=== Section Start ===

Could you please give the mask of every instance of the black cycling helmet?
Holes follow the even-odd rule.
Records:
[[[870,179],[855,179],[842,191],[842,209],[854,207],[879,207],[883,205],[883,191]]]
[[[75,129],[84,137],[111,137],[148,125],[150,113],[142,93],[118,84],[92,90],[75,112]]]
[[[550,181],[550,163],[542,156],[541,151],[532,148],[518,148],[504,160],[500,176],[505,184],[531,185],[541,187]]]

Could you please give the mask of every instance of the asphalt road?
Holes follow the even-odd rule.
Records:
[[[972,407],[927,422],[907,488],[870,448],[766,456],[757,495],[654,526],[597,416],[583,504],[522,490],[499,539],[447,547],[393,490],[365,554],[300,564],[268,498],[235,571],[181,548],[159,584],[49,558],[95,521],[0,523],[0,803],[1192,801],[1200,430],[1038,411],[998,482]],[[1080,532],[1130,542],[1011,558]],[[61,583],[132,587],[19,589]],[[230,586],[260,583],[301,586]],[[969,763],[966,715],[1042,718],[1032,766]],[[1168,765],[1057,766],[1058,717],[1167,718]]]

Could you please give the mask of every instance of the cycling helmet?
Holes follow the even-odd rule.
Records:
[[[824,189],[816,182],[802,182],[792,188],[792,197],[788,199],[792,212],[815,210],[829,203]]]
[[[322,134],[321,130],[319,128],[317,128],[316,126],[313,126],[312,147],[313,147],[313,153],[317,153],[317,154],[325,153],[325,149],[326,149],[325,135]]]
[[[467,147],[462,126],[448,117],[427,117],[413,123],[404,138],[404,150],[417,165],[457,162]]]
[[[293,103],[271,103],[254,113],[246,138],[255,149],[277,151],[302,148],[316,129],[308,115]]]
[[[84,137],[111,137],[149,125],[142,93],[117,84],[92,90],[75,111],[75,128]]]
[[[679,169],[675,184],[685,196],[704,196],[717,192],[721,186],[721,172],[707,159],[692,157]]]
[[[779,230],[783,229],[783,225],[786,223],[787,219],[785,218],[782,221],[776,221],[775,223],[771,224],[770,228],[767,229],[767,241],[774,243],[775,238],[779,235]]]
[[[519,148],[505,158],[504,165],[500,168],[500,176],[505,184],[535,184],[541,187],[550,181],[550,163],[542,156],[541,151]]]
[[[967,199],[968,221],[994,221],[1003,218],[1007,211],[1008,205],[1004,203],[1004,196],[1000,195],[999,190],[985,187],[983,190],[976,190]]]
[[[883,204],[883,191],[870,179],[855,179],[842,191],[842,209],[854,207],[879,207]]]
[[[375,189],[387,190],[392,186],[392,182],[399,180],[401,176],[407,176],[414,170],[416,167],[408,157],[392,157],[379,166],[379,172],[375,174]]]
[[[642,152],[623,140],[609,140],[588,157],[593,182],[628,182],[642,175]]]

=== Section End ===

• TASK TO CARRY OUT:
When a line among the entries contains "cycling", pull that line out.

• EXERCISE SOLUTION:
Could you please give the mask of every instance of the black cycling helmet?
Could you please give the mask of every instance of the cycling helmet?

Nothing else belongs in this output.